■ EXERCISE DETAILS
Beginning at the line that contains "Exercise. Point out each instance of the green tree", reproduce every line to the end of the material without changing any of them.

Items from a dataset
** begin **

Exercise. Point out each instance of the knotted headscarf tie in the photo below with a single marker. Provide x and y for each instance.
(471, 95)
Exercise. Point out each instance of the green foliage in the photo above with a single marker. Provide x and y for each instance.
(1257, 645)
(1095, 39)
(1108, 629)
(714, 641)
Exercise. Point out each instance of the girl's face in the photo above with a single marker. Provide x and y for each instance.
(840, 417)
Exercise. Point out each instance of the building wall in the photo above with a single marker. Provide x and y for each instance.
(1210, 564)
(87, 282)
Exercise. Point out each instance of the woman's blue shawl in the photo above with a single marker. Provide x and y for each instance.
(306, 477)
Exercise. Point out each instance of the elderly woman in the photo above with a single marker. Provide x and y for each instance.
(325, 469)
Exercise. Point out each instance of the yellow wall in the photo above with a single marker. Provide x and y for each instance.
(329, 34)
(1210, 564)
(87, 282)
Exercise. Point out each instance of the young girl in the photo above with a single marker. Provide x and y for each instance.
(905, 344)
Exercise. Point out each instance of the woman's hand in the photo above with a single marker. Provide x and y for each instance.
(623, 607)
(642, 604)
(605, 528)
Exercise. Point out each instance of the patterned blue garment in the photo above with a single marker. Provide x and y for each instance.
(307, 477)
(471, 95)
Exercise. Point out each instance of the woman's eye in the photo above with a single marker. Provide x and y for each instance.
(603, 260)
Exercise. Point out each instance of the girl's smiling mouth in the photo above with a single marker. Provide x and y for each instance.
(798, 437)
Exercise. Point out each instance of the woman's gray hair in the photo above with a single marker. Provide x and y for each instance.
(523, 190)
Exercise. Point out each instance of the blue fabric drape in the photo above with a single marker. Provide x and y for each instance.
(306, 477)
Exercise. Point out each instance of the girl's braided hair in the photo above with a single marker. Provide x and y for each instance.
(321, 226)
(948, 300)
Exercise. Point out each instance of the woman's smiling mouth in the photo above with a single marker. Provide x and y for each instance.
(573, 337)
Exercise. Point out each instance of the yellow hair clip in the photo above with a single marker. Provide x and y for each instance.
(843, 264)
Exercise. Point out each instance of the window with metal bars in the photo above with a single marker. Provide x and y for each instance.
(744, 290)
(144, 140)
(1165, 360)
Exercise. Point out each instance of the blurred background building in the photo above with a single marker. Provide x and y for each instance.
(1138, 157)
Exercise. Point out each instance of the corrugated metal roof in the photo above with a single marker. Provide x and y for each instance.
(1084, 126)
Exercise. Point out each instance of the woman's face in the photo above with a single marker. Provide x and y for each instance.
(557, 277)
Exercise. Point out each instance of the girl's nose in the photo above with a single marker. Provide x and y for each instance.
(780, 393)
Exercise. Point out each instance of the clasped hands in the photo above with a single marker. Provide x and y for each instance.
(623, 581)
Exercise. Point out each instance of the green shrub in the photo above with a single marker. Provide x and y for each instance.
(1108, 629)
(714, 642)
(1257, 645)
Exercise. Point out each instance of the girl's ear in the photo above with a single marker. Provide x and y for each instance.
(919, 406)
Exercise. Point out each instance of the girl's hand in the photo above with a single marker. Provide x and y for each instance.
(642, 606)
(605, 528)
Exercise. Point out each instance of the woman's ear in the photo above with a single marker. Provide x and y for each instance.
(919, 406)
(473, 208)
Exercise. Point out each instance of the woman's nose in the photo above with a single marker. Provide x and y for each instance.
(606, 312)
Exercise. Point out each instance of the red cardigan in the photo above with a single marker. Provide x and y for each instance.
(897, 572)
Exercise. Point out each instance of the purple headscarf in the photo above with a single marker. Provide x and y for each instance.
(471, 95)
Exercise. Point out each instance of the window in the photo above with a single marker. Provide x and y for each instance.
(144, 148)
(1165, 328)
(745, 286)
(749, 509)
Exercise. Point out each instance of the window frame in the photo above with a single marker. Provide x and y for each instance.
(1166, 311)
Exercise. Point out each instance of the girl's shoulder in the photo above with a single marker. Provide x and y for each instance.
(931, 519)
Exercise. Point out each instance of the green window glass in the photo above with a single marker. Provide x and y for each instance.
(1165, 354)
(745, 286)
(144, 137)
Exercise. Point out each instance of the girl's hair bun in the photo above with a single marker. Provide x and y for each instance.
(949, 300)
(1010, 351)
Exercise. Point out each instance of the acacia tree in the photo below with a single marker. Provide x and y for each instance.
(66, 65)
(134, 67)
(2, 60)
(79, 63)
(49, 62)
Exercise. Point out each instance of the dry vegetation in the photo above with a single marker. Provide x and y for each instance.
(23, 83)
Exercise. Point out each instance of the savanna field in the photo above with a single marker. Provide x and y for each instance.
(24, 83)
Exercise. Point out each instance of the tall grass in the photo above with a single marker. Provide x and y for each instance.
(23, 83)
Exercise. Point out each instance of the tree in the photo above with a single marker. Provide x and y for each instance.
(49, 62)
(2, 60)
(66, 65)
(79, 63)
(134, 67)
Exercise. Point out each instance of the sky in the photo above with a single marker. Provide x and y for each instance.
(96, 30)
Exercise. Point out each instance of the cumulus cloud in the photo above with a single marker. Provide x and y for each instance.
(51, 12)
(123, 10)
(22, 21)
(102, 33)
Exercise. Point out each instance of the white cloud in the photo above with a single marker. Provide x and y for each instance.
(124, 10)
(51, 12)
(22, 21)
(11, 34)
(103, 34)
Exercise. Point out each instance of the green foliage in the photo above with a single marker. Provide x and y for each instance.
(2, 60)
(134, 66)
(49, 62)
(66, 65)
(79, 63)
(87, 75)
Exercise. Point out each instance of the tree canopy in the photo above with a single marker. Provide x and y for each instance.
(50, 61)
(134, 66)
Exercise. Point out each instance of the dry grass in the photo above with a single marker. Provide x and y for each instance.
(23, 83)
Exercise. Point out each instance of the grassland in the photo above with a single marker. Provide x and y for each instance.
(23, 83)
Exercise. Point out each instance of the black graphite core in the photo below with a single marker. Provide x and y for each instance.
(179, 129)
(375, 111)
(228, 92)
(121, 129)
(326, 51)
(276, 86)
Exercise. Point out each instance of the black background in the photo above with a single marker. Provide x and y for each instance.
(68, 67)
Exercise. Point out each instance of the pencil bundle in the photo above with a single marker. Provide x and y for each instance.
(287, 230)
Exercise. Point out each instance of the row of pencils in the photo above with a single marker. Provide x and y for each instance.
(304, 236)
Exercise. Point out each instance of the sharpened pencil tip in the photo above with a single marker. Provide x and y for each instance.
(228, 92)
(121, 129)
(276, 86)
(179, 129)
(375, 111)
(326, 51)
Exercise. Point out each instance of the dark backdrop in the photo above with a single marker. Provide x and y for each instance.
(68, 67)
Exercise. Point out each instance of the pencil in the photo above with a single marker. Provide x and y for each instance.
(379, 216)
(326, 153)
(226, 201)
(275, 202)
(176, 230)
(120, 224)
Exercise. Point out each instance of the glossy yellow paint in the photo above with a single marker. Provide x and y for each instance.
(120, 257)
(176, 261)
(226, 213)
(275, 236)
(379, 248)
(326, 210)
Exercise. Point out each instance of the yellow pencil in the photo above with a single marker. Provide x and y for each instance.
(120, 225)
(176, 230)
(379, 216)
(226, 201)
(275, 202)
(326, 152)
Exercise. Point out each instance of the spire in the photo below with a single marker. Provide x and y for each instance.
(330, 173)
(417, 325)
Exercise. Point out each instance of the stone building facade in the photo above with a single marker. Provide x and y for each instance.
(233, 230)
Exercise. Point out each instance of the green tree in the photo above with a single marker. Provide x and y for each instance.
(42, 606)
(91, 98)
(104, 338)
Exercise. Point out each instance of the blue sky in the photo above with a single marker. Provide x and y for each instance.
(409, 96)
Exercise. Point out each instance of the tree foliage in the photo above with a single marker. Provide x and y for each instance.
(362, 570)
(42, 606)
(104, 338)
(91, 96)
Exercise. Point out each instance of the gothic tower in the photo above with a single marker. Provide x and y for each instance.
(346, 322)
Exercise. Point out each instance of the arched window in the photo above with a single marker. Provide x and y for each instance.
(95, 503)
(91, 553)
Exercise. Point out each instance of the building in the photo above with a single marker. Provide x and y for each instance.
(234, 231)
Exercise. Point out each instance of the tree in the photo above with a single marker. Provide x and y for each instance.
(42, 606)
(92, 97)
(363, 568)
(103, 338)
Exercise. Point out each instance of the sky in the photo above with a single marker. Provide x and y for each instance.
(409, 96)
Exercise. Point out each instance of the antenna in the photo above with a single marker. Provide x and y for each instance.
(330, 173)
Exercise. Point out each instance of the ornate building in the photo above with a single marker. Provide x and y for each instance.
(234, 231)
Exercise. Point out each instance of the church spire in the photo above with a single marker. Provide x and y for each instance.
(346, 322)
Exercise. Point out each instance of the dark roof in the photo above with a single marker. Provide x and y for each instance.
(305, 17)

** end **

■ FULL RESPONSE
Exercise. Point out each instance of the green tree in the photo above with a single marker. Provide x and y for each instance.
(42, 606)
(91, 98)
(104, 338)
Exercise. Point out each instance of the blue sky in the photo above with a single marker. Provide x and y for each instance.
(409, 96)
Exercise. Point out each instance of the tree foliage in the photo above with a single marker. Provide x and y for each instance.
(362, 570)
(42, 606)
(104, 338)
(91, 96)
Exercise. Point out each instance of the gothic tower in the photo above with a single marker. Provide x and y for each instance.
(346, 322)
Exercise. Point out each instance of the arched window in the photo above with a single marker. Provide x and y for each instance.
(95, 503)
(91, 553)
Exercise. Point out each instance of the building in the photo above with a single marker. Provide x and y for each instance.
(234, 231)
Exercise. Point out each instance of the tree in the photo above with a single marker. Provide x and y for each instance.
(42, 606)
(92, 97)
(363, 568)
(103, 338)
Exercise. Point out each instance of the sky in the photo above with a single marker. Provide x and y for each instance.
(409, 96)
Exercise. Point out each instance of the antenna in the photo above with a single marker. Provide x and y for each instance.
(330, 173)
Exercise. Point out each instance of the ornate building in the photo above with a single marker. Provide x and y for each instance.
(234, 231)
Exercise. Point out each instance of the church spire in the photo above with a single marker. Provide x and y for each instance.
(346, 322)
Exercise. Point out each instance of the dark roof in the photo above with a single marker. Provide x and y for each instance.
(305, 17)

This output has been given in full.